-- start of Exercise inputs --

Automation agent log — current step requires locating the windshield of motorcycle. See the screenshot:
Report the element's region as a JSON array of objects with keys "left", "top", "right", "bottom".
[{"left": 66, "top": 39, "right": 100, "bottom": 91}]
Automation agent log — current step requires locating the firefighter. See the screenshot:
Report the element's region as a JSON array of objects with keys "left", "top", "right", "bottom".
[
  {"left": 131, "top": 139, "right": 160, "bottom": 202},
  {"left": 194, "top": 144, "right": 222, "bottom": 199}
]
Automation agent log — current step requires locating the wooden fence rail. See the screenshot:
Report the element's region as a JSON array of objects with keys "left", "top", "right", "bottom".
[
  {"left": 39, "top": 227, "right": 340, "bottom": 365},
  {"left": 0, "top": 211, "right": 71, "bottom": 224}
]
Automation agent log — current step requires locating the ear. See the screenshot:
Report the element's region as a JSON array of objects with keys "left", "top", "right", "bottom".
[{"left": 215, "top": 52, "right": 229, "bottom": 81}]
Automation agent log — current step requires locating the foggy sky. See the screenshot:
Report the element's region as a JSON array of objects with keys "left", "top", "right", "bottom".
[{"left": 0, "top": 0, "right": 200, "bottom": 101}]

-- end of Exercise inputs --
-- start of Exercise inputs --

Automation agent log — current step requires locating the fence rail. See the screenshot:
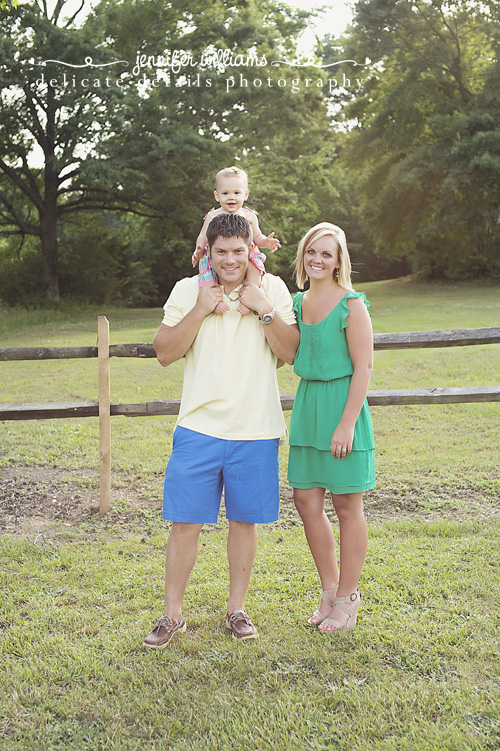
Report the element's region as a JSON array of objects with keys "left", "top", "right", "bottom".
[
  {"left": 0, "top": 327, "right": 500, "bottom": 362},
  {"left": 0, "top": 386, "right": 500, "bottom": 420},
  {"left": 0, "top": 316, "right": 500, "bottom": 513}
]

-- end of Exercise inputs --

• _Your goal_: How many lines of the material above contain the word "current"? Reply with the number alone.

• _Task output_: 6